>> Start Items

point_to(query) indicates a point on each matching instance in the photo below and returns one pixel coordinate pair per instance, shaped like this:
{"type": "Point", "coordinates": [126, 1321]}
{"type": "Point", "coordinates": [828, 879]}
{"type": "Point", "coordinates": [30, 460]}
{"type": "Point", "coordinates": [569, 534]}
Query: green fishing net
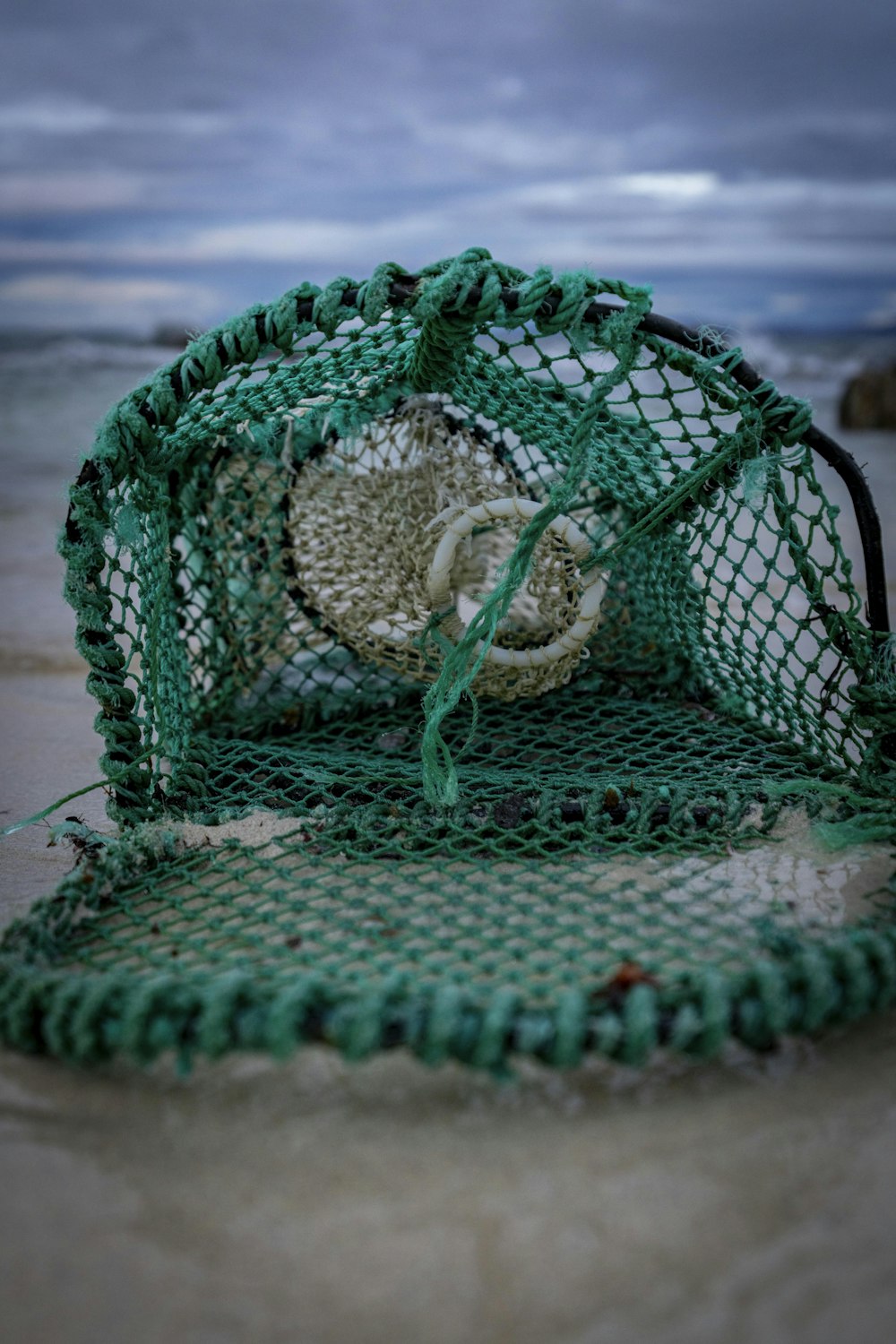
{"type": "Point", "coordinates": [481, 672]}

>> End Items

### Work instructions
Rewrite the records above, changing every "instance" to "object" and keeping all other text the same; omit the pictures from your version.

### Solved exercise
point_to(query) indicates a point on each matching object in the photo below and returns one pixel coordinate pair per object, shaped like this:
{"type": "Point", "coordinates": [126, 1321]}
{"type": "Point", "coordinates": [828, 879]}
{"type": "Point", "coordinates": [30, 460]}
{"type": "Point", "coordinates": [569, 534]}
Query: green fishing net
{"type": "Point", "coordinates": [481, 672]}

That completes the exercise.